++++ Material shown

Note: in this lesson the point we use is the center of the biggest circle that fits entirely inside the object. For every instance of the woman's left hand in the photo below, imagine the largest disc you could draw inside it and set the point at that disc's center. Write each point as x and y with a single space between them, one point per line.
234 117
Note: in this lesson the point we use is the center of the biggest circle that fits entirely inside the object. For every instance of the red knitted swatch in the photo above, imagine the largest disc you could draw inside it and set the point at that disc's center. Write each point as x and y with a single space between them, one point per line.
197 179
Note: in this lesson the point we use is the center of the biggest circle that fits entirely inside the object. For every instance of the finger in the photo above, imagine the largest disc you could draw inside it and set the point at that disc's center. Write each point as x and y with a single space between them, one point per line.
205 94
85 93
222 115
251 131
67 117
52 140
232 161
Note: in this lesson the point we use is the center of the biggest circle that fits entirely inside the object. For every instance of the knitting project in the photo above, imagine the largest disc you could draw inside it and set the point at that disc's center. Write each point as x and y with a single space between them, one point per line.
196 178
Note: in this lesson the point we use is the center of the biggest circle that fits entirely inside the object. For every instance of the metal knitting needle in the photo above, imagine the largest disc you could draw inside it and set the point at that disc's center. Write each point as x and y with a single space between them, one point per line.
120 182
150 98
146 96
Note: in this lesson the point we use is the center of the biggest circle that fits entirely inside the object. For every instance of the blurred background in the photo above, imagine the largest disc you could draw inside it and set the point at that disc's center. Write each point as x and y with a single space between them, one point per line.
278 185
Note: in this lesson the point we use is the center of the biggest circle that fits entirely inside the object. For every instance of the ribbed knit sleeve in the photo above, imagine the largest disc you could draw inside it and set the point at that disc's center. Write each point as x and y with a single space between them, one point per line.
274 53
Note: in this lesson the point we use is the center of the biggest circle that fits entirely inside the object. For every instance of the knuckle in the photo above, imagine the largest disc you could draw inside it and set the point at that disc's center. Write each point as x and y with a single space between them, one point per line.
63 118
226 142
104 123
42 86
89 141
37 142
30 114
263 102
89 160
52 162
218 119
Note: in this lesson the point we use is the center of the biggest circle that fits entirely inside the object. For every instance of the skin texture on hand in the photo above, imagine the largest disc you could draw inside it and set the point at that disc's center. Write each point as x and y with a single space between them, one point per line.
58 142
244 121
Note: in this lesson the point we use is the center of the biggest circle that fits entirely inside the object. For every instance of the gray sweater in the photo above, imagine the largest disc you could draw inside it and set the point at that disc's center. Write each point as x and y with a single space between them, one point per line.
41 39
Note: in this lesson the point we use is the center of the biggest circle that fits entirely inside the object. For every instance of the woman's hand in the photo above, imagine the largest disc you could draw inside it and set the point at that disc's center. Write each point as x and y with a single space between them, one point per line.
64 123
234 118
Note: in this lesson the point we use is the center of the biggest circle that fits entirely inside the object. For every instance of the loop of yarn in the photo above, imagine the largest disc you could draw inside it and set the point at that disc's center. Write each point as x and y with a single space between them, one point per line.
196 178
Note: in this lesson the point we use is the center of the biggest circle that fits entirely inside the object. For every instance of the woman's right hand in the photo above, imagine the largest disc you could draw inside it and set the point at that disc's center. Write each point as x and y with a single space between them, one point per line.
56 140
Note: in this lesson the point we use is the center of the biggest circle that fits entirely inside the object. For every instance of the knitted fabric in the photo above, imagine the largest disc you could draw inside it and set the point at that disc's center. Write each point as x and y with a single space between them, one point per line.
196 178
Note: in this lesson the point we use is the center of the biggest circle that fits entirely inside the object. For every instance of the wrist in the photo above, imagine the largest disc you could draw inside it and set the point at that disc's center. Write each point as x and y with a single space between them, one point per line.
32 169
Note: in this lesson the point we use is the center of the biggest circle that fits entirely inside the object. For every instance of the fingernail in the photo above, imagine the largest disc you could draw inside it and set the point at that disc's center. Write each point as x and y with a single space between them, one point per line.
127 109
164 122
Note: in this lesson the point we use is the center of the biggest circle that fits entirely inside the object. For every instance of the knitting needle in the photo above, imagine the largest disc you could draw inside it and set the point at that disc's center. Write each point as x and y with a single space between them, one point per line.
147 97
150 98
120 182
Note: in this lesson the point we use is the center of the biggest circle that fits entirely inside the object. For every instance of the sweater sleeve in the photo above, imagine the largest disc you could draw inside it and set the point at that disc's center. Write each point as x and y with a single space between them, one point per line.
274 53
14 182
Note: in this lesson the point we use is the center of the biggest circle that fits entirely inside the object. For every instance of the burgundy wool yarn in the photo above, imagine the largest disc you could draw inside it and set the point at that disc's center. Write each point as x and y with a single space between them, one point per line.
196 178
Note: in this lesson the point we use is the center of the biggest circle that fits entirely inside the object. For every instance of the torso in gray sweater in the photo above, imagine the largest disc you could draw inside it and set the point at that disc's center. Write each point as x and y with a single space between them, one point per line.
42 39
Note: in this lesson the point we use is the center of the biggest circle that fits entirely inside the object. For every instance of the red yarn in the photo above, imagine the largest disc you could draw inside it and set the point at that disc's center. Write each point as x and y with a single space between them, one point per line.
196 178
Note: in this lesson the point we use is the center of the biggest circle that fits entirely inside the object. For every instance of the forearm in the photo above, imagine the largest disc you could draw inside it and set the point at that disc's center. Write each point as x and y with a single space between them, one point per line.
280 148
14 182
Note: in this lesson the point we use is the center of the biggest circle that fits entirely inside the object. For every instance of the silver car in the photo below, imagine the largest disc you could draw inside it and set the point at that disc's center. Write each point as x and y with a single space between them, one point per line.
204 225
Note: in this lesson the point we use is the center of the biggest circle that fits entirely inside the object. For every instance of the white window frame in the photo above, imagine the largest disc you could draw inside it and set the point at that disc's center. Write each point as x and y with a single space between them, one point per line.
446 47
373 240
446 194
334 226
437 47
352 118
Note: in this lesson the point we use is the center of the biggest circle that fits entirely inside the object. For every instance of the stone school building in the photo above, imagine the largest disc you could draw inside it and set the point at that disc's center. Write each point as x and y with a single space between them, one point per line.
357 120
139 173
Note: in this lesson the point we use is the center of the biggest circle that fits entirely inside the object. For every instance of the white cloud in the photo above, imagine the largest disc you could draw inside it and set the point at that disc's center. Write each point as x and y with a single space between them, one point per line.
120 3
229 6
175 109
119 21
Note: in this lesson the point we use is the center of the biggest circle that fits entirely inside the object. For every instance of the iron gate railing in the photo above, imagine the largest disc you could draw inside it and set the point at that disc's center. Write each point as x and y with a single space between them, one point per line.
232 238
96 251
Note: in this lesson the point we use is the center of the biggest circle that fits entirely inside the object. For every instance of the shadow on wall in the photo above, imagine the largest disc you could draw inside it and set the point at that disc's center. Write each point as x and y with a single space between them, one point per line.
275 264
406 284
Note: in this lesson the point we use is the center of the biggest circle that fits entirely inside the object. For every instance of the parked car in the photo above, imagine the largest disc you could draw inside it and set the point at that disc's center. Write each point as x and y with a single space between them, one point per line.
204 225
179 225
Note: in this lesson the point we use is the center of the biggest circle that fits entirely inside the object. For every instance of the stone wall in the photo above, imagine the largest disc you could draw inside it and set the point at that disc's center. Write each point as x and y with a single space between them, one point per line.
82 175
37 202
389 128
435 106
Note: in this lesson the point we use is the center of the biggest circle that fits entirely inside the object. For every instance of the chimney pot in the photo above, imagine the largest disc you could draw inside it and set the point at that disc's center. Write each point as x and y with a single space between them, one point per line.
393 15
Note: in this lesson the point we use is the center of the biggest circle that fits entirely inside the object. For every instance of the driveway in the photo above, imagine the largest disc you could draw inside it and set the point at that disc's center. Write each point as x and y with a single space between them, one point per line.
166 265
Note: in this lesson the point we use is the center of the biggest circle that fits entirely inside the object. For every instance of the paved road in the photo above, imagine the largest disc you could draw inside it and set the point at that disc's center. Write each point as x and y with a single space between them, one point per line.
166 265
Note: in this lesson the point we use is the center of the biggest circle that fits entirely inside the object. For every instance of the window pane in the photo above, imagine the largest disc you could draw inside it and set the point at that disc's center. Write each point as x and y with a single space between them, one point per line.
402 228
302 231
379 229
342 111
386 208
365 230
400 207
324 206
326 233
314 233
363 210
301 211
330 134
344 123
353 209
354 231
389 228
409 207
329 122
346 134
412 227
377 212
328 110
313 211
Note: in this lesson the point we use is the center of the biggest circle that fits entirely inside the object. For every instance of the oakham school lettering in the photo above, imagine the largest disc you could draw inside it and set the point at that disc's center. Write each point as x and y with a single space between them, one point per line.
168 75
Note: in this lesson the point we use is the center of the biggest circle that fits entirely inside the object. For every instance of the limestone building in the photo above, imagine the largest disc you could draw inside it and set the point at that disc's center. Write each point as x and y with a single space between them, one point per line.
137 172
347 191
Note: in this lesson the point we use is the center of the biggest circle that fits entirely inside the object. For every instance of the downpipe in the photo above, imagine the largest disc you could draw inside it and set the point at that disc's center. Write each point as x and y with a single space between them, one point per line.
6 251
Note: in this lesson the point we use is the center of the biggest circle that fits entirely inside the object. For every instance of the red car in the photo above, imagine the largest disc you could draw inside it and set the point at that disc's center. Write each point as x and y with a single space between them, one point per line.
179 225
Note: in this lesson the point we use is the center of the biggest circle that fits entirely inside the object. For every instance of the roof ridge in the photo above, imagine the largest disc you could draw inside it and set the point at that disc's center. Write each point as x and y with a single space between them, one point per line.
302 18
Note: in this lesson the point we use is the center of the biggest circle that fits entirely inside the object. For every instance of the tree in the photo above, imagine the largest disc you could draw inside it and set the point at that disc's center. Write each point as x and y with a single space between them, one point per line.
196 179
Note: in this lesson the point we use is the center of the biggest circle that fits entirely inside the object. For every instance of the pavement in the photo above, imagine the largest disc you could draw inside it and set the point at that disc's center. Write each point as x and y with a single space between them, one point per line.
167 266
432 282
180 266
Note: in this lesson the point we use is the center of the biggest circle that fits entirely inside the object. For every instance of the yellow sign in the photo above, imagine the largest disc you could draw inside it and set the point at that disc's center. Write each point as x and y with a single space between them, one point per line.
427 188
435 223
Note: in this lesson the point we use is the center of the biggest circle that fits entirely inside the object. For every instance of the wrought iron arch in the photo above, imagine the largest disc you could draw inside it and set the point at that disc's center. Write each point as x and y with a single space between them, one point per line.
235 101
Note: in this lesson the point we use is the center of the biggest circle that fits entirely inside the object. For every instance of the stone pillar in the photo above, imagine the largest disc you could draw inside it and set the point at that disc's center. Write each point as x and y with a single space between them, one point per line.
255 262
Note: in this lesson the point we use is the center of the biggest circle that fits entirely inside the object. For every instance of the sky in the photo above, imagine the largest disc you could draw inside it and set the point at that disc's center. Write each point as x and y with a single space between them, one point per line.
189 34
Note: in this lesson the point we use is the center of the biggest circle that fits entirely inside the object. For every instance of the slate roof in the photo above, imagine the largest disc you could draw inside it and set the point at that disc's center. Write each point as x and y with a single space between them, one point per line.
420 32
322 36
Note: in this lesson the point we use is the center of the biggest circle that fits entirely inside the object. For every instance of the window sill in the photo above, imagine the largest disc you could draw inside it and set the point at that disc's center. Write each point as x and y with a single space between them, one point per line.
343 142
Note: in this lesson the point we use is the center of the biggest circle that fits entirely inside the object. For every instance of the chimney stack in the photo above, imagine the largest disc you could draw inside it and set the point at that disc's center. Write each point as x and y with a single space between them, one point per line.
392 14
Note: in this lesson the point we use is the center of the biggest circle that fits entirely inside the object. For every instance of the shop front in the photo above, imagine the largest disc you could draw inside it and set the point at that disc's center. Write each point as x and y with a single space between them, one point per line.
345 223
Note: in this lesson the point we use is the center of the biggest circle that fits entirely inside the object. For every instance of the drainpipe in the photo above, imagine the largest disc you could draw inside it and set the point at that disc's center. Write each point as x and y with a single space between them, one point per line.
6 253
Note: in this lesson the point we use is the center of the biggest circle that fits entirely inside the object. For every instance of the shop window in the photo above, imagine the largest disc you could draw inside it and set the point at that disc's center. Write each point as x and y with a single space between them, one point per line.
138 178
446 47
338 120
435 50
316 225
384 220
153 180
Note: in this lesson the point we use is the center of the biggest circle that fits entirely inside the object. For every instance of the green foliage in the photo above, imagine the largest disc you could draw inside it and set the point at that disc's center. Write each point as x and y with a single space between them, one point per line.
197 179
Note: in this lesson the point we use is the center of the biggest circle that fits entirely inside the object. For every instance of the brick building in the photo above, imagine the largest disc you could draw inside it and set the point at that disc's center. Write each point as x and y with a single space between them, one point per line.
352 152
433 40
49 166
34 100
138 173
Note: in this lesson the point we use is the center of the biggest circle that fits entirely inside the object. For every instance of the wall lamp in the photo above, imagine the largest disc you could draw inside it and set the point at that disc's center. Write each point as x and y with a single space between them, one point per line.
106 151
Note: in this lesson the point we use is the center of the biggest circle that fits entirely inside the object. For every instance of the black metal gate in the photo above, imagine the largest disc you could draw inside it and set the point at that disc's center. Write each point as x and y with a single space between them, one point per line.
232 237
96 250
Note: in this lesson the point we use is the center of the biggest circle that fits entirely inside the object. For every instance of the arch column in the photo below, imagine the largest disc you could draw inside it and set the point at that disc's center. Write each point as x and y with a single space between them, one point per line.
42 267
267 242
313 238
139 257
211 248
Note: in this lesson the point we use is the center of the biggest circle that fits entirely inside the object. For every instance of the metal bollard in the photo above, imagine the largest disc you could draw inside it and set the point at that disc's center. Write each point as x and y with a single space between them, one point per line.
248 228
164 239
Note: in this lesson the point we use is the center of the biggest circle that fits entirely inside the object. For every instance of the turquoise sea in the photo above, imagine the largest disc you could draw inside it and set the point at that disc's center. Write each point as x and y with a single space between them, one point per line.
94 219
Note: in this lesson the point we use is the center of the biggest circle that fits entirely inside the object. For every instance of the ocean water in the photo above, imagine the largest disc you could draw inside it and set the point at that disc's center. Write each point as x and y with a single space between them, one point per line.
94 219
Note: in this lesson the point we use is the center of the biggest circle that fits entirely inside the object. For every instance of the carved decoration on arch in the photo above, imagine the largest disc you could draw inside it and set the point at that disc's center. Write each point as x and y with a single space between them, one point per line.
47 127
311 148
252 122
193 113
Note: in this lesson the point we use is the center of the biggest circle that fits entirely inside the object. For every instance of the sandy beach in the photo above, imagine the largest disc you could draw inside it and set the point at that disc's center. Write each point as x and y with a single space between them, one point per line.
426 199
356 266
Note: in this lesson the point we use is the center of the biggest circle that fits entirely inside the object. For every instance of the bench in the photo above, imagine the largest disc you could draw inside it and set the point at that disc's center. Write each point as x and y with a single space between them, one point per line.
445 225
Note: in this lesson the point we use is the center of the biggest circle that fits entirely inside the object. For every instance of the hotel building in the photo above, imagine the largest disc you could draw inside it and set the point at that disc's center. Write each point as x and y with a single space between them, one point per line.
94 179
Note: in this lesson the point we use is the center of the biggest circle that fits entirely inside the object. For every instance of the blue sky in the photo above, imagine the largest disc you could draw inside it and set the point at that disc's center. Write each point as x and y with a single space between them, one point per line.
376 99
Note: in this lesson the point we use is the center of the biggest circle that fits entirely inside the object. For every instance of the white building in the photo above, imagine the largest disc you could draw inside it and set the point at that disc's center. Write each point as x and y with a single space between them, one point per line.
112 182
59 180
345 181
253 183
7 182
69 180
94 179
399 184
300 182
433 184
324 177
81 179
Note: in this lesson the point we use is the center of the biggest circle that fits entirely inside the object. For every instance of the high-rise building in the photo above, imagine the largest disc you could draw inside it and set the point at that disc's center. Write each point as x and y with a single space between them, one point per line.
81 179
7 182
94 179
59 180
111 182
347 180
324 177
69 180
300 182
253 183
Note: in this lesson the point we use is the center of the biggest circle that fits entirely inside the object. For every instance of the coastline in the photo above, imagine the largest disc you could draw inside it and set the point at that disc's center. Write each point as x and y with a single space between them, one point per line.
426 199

++++++++

→ Task statement
Return only the lines running from the line with "of the high-rise" to the last line of the records, both included, exactly as written.

→ Solution
Note: in this lesson the point we use is the center of the biggest circle that fits entirely inside the object. For every instance of the high-rise building in the photo above, imagine the largest disc you could draw inside it and set the point at that disc's center. Write each point as x and y with a single space between them, one point per line.
81 179
7 182
94 179
59 180
111 182
347 180
324 177
69 180
300 182
253 183
Note: in this lesson the point we use is the center of the biggest circle that fits entirely inside the object. For every instance of the coastline in the photo above, imagine the largest disc you could draw inside it and set the point at that disc's center. Write each point as x and y with a single space between them, one point per line.
426 199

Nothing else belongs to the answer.